Can you rewrite the items below with "even-odd rule" swapped for "nonzero winding rule" everywhere it occurs, leaving everything else untouched?

[Boundary labeling items]
☆ ☆ ☆ ☆ ☆ ☆ ☆
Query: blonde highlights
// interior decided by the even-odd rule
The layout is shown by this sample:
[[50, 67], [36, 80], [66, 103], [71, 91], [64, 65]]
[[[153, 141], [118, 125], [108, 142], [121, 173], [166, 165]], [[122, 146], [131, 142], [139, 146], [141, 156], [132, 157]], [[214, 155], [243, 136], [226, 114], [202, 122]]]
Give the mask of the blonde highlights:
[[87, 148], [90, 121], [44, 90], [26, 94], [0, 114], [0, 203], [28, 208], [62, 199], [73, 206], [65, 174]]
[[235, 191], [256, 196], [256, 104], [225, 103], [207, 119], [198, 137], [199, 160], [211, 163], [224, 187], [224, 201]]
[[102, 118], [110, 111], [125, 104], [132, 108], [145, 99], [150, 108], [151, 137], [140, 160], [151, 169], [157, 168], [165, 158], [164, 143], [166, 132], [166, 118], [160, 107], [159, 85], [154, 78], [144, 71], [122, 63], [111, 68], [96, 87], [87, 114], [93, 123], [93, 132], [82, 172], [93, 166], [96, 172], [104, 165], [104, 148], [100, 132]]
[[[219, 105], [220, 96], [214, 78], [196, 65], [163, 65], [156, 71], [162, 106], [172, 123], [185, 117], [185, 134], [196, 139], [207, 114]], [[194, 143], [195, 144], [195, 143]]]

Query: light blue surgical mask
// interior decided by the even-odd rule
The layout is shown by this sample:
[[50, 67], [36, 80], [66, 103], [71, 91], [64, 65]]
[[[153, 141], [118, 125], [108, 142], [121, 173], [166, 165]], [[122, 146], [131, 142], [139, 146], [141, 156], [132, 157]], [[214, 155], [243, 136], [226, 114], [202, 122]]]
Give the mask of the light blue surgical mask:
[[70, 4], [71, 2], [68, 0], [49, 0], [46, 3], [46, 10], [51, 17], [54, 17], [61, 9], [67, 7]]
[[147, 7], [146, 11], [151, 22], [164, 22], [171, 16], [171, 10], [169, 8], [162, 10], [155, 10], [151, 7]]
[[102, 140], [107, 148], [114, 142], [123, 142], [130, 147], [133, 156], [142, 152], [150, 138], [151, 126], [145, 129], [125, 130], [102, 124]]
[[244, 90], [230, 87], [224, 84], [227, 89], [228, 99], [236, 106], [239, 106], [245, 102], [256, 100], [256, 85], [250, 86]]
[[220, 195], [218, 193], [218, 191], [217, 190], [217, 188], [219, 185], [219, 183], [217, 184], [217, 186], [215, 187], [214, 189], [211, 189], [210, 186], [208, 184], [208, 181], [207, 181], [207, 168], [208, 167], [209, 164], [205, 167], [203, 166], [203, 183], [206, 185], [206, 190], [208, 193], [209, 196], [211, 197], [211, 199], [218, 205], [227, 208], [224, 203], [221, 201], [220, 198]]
☆ ☆ ☆ ☆ ☆ ☆ ☆
__The result__.
Query: blonde highlights
// interior decided by the nonzero winding rule
The layout is shown by this sample:
[[50, 67], [36, 80], [66, 103], [71, 91], [64, 65]]
[[[153, 141], [118, 125], [108, 142], [121, 173], [166, 165]], [[122, 146], [131, 142], [139, 146], [141, 156], [132, 157]], [[214, 155], [243, 136], [226, 114], [202, 122]]]
Give the mask of the blonde highlights:
[[87, 148], [90, 121], [44, 90], [26, 94], [0, 114], [0, 203], [28, 208], [62, 199], [73, 206], [65, 174]]
[[235, 191], [256, 196], [256, 104], [225, 103], [207, 119], [198, 137], [199, 160], [211, 163], [224, 187], [224, 201]]
[[102, 118], [110, 111], [125, 104], [132, 108], [145, 99], [150, 108], [151, 137], [140, 160], [151, 169], [157, 168], [165, 158], [164, 143], [166, 132], [166, 118], [160, 107], [159, 85], [154, 78], [144, 71], [122, 63], [111, 68], [96, 87], [87, 114], [93, 123], [93, 132], [82, 172], [93, 166], [96, 172], [104, 165], [104, 148], [100, 132]]
[[[219, 105], [220, 96], [214, 78], [196, 65], [163, 65], [156, 71], [162, 106], [172, 123], [185, 117], [185, 134], [196, 139], [207, 114]], [[194, 143], [195, 144], [195, 143]]]

Query: light blue surgical mask
// interior decided by the nonzero winding rule
The layout is shown by this sample:
[[50, 67], [36, 80], [66, 103], [71, 91], [64, 65]]
[[[153, 141], [118, 125], [108, 142], [121, 173], [166, 165]], [[122, 146], [131, 142], [139, 146], [141, 156], [132, 157]], [[214, 155], [243, 136], [226, 114], [202, 122]]]
Give the mask of the light blue surgical mask:
[[70, 4], [71, 2], [68, 0], [49, 0], [46, 3], [46, 10], [51, 17], [54, 17], [61, 9], [67, 7]]
[[147, 7], [146, 11], [151, 22], [164, 22], [171, 16], [171, 10], [169, 8], [162, 10], [155, 10], [151, 7]]
[[102, 140], [107, 148], [114, 142], [123, 142], [130, 147], [133, 156], [142, 152], [150, 138], [151, 126], [145, 129], [125, 130], [102, 124]]
[[244, 90], [230, 87], [224, 84], [227, 89], [228, 99], [236, 106], [239, 106], [245, 102], [256, 100], [256, 85], [250, 86]]
[[220, 195], [218, 193], [218, 191], [217, 190], [217, 188], [219, 185], [219, 183], [217, 184], [217, 186], [215, 187], [214, 189], [211, 189], [210, 186], [208, 184], [208, 181], [207, 181], [207, 168], [208, 167], [209, 164], [205, 167], [203, 166], [203, 183], [206, 185], [206, 190], [208, 193], [209, 196], [211, 197], [211, 199], [218, 205], [227, 208], [224, 203], [221, 201], [220, 198]]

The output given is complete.